** Text section **
>>>>>

Why aren't you using %KEY_DOWN variable? It holds the states of pressed keys...


----------



## Raptor4 (Jul 6, 2012)

> Why aren't you using %KEY_DOWN variable? It holds the states of pressed keys...


Thanks for your time mk282, but I'm not looking for alternatives - it was just an example. Regarding the topic label I'm looking for array conditions which detect the pos # ID and the pos # value.


----------



## Big Bob (Jul 6, 2012)

> Regarding the topic label I'm looking for array conditions which detect the pos # ID and the pos # value.



The way I read your original post, you were dealing with an array populated only with zeros or ones and you were trying to find the indices for each slot holding a one. Now you are saying the array can contain other values as well?

Me thinks maybe you need to ask your questions more accurately :lol:


----------



## Raptor4 (Jul 6, 2012)

> Now you are saying the array can contain other values as well?


I'm sorry Bob if I could not be so detailed ! As a whole I'm talking about two array registrations from the beginning regarding my example - _"36, 40 & 43 which are previously set to value 1 in the array"_ where 36, 40 & 43 are the "pos ID # " and the value=1 setting is the "pos value". Later I gave some examples using multiple "if" conditions which I want to replace. Forgive me if I'm wrong in the explanation but my expectations was oriented to the extra midi conditions which require at least two conditions... o/~


----------



## Big Bob (Jul 6, 2012)

Sorry but I guess I'm still not clear on what you are trying to do. :? Your latest post now translates into something like:

You have two arrays, one with a few flags set but otherwise full of zeros. At any array *position* where a flag is set (ie the location contains *one* instead of *zero*), you then want to do something with the data at the corresponding index position in the 2nd array?

<<<<<

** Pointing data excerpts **
>>>>>

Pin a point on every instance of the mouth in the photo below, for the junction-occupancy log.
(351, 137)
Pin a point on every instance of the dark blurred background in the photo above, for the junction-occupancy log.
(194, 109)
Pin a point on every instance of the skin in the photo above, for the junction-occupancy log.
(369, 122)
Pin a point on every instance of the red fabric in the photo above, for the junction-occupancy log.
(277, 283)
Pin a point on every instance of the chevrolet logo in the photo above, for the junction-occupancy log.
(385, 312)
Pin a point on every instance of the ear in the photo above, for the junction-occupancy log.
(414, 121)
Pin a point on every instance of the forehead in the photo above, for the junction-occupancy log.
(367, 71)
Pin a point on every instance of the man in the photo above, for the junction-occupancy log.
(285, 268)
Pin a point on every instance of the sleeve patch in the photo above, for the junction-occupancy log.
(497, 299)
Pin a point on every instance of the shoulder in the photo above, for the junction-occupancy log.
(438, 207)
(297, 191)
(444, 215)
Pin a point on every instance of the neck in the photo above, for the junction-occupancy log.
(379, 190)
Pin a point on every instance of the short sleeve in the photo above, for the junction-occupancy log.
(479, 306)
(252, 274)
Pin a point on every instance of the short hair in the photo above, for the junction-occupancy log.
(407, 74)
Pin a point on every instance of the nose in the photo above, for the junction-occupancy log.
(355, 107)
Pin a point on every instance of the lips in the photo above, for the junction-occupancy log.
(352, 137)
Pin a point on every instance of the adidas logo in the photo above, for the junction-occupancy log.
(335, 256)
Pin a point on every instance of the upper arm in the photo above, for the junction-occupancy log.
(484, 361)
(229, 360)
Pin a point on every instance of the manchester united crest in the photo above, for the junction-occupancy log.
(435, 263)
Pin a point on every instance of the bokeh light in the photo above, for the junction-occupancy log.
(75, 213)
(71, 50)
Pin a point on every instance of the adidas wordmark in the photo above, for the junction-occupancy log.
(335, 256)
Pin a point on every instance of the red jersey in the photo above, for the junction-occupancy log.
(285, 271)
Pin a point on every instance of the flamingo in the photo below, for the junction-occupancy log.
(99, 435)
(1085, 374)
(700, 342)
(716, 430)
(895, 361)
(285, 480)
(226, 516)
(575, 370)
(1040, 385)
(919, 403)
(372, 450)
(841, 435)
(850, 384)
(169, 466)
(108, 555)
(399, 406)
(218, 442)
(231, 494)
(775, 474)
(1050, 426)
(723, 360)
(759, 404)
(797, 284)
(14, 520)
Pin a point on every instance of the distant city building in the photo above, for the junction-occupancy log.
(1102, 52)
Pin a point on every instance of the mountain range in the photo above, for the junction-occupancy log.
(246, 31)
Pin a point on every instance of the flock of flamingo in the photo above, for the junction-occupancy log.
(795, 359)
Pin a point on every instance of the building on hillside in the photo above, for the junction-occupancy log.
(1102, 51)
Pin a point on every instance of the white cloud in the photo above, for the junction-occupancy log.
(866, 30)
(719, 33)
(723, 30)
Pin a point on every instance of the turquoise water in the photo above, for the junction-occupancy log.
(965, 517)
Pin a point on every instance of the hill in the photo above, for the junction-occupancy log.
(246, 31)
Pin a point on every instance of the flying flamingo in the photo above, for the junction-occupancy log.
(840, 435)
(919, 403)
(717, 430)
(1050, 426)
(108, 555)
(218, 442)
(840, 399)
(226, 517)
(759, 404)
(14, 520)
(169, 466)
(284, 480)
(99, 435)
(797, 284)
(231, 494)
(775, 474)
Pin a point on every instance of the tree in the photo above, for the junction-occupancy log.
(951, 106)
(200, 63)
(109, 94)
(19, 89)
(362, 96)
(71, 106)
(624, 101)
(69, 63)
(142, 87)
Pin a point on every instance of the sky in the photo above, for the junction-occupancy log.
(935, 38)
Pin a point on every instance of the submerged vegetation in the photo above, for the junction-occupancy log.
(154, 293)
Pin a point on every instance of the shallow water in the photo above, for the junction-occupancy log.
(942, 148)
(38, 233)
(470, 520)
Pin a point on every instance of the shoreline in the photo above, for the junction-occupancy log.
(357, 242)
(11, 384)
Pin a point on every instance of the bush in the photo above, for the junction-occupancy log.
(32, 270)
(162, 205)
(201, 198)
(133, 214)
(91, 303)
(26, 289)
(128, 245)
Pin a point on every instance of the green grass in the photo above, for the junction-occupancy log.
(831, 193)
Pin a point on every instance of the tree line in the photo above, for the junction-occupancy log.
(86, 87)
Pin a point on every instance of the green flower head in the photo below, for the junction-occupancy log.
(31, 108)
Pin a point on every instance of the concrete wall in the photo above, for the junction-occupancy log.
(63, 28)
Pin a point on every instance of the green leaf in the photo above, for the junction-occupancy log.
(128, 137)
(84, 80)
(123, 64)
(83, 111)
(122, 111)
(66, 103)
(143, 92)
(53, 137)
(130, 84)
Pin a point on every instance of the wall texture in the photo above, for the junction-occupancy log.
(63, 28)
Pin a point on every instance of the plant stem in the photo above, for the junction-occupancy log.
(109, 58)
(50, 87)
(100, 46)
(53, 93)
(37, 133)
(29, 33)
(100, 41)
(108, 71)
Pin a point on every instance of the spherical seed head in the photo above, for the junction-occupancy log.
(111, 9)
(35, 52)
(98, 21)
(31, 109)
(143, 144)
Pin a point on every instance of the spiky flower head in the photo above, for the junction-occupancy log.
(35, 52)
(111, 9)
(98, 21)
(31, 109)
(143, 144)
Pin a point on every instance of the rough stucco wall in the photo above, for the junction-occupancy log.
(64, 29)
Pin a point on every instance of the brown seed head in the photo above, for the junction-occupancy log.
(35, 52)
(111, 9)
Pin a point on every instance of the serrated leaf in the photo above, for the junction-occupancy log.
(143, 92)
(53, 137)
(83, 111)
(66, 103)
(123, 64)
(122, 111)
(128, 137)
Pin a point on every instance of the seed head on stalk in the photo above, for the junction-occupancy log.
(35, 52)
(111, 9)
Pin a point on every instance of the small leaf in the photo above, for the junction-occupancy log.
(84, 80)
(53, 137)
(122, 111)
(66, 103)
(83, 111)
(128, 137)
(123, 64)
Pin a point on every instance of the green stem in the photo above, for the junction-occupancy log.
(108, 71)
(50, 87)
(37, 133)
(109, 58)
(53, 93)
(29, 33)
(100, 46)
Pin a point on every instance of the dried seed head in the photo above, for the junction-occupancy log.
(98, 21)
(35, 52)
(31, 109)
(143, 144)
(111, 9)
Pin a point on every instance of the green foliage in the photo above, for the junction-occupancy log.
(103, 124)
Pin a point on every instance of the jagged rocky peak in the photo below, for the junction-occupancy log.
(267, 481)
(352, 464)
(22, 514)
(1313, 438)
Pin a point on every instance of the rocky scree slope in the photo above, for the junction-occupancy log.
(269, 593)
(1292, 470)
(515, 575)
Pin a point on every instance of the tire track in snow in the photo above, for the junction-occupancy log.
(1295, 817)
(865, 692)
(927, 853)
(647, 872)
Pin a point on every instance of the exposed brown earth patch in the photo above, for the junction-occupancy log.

<<<<<

** Challenge **
Carry on the forum thread about array conditions from the point where it stops. You will not need the rows to do this.

** Written answer **
But that can't really be what you want because otherwise my prior suggestion would handle it. So, I'm afraid that you still haven't stated the problem clear enough for me to understand it, but, maybe one of the other respondents can follow what you are saying better than I can. :roll: 

But, I wish you the best. 

Bob


----------



## Raptor4 (Jul 7, 2012)

> At any array position where a flag is set (ie the location contains one instead of zero), you then want to do something with the data at the corresponding index position in the 2nd array?


Definitely !
Hey Bob do you know that you are GOD ? o-[][]-o 
I'm sorry I was quite tired yesterday and could not get your original idea in 100%.
Today I re-read that again and have to say that it is a genius solution!!! 
You opened the Eden gates for me dude! I'm sorry for my temporary misunderstanding!
THANKS A LOT !

R4 o=?

BTW: Thanks to everybody who assist me in this topic as well !


----------



## mk282 (Jul 7, 2012)

Toldya Big Bob's solution was the best


----------



## Big Bob (Jul 7, 2012)

> Hey Bob do you know that you are GOD ?



Oh my no, I'm definitely not GOD but, I am very blessed by Him.

In any case, I'm glad we were able to help 8)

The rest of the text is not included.